---- SELECTED PASSAGE

Why does this throw these assert errors?
both are thrown.

All 3 - DMD 2.008/2.009/2.010

void main()
{
	real x = 0.6584L;
	double y = 0.6584;
	assert(x == y);
	assert(cast(double)x == y);
}

Reply to Denton,

> Why does this throw these assert errors?
> both are thrown.
> All 3 - DMD 2.008/2.009/2.010
> 
> void main()
> {
> real x = 0.6584L;
> double y = 0.6584;
> assert(x == y);
> assert(cast(double)x == y);
> }

rounding error?

rounding 0.6584 (base 10) to real and then converting to double may round different than rounding it directly to double.

On Sat, 26 Jan 2008 18:36:41 +0000, BCS wrote:

> Reply to Denton,
> 
>> [quoted text muted]
> 
> rounding error?
> 
> rounding 0.6584 (base 10) to real and then converting to double may round different than rounding it directly to double.

I can't think of a reason that would be acceptable.
This means I can't reliably do operations with converted reals/doubles :(

This is also weird:
double a = 0.65;
real b = a + 0.1;
b -= 0.1;
assert(b == a); // fails

real c = a;
c += 0.1;
c -= 0.1;
assert(c == a); // passes

Denton Cockburn wrote:
> On Sat, 26 Jan 2008 18:36:41 +0000, BCS wrote:
> 
>> Reply to Denton,
>>
>>> [quoted text muted]
>> rounding error?
>>
>> rounding 0.6584 (base 10) to real and then converting to double may round different than rounding it directly to double.
> 
> I can't think of a reason that would be acceptable.
> This means I can't reliably do operations with converted reals/doubles :(
> 
> This is also weird:
> double a = 0.65;
> real b = a + 0.1;
> b -= 0.1;
> assert(b == a); // fails
> 
> real c = a;
> c += 0.1;
> c -= 0.1;
> assert(c == a); // passes

You should never compare floating point values using ==.  It's not D's fault, it's the lossy nature of floating point calculations themselves.

--------

:: WHAT NEEDS TO BE DONE ::
In the forum thread, which DMD versions does the first post say throw both assert errors?

---- RECORD EXCERPTS

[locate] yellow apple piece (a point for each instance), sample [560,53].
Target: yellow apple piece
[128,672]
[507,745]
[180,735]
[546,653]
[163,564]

--------

:: THE RESPONSE ::
DMD 2.008, 2.009 and 2.010.